[Stored items]
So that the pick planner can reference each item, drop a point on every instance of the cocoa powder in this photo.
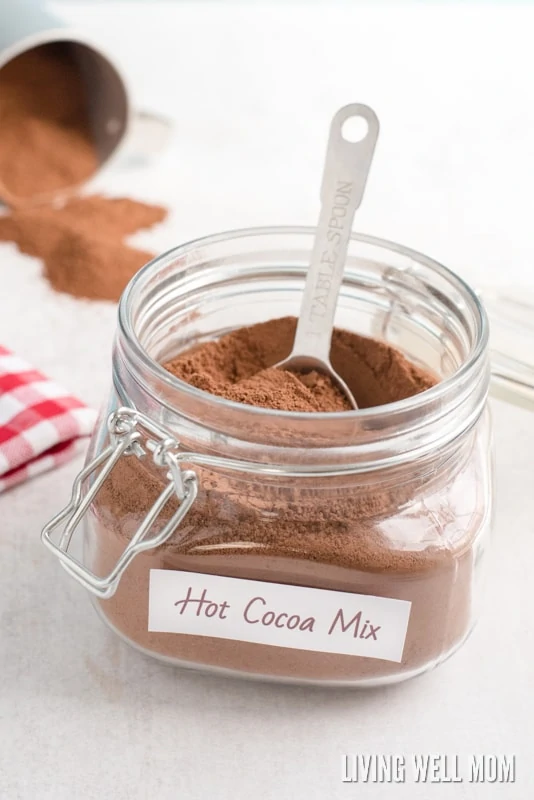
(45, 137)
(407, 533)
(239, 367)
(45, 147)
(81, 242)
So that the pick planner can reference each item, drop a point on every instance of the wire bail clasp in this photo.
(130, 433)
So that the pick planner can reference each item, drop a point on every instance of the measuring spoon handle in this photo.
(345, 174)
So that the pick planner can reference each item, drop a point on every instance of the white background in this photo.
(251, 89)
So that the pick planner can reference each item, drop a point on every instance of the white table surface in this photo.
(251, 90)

* * *

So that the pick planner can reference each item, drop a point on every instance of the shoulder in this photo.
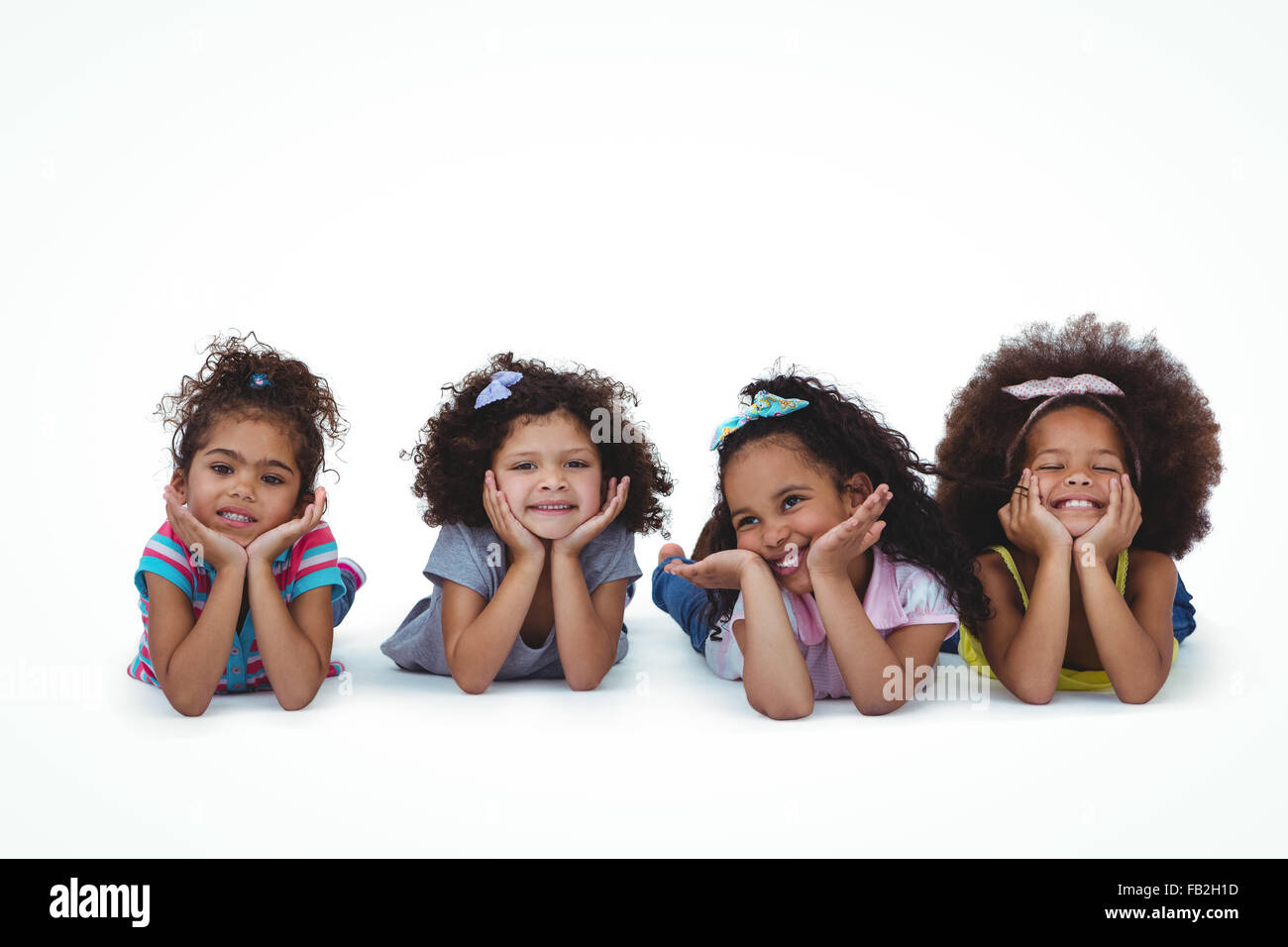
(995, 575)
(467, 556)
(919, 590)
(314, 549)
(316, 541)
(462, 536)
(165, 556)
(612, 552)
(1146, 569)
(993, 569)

### Direction:
Gather every line of the data above that contains the string "pick". Case counts.

### Exercise response:
So that the pick planner can reference each item, drop a point on every instance of the cocoa powder in this photo.
So that the pick planner can reference each item, drop a point on every instance of the wire bail clasp in this photo.
So that the pick planner can reference each item, drop a point on every instance of the measuring spoon handle in this photo.
So that the pick planner can reference each item, drop a point on every instance of the white background in this photo.
So that the pick planner can reference each item, drop a point on every instance of the white table surface in this photo.
So that the pick planner can reference each item, drop a point on every instance of the shoulder in this photo.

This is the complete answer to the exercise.